- DIRECTION
Copy every line from the one containing "[mark] the cracked" through the last line of the records below, both included, and nothing else.

[Records contained in a dataset]
——————————
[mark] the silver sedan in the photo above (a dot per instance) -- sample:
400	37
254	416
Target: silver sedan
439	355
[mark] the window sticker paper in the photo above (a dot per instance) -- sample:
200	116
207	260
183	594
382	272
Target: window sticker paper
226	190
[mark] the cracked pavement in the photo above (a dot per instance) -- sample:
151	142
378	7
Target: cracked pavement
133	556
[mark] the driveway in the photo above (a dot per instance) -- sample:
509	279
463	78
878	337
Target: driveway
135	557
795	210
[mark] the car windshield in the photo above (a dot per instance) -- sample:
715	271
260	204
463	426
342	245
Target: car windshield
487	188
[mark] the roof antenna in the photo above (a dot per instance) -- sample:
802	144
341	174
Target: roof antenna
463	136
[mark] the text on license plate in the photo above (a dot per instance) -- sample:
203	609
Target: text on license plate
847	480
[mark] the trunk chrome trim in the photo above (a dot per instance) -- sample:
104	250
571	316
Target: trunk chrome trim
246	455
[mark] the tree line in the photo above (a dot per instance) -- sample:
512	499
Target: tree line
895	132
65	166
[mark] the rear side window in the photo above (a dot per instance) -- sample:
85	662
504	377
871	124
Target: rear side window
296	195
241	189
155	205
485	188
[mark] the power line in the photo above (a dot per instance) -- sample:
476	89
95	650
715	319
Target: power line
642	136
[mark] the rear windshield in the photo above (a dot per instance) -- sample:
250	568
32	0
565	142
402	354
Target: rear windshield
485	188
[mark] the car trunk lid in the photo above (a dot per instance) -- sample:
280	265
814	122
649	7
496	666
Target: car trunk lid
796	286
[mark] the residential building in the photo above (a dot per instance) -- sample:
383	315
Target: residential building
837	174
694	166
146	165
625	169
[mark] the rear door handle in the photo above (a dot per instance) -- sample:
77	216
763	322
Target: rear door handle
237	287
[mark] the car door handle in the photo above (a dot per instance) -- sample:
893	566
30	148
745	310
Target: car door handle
——————————
- RESPONSE
[mark] the cracked pavement in the photo above (a dot per instance) -- sample:
151	142
378	7
Target: cracked pavement
133	556
[mark] the driveway in the photo above (a dot per instance) -- sample:
509	279
463	78
878	337
Target: driveway
135	557
795	210
[mark] the car windshield in the photo above (a dot per instance) -- sample:
715	271
260	204
463	426
342	245
Target: car windshield
487	188
[mark] the roof antenna in the photo above (a dot per instance) -- sample:
802	144
341	174
Target: roof antenna
463	136
[mark] the text on license plate in the photo above (a dot per instance) -- sample:
203	609
Target: text on license plate
847	480
[mark] the trunk chrome trim in the photo above (a dot per instance) -- sample:
104	250
571	316
Target: trunk chrome trim
246	455
[mark] the tree line in the photo above (a dot per instance) -- sample:
512	499
Target: tree line
895	132
65	166
[mark] the rear side window in the photo above (a dot per instance) -- sample:
85	662
504	377
871	124
Target: rear side window
296	195
241	189
155	205
485	188
[mark] the power line in the photo above (a dot per instance) -- sample:
476	89
95	650
715	319
Target: power line
642	136
[mark] the rear windshield in the photo above (a dot per instance) -- sample:
250	568
32	0
565	142
402	354
Target: rear windshield
485	188
[mark] the car trunk lid in the photo above (a dot per instance) -- sample:
280	265
814	122
649	7
496	666
Target: car trunk lid
796	286
[mark] the residential building in the photo above (a dot per instance) -- sample:
383	315
Target: residential building
837	174
694	166
146	165
625	169
[mark] the rear door handle in the photo above (a dot per instance) -- sample:
77	216
763	322
Target: rear door handle
237	287
[mark] the car door handle in the photo above (a dot per instance) -- sample:
893	566
30	148
745	310
Target: car door handle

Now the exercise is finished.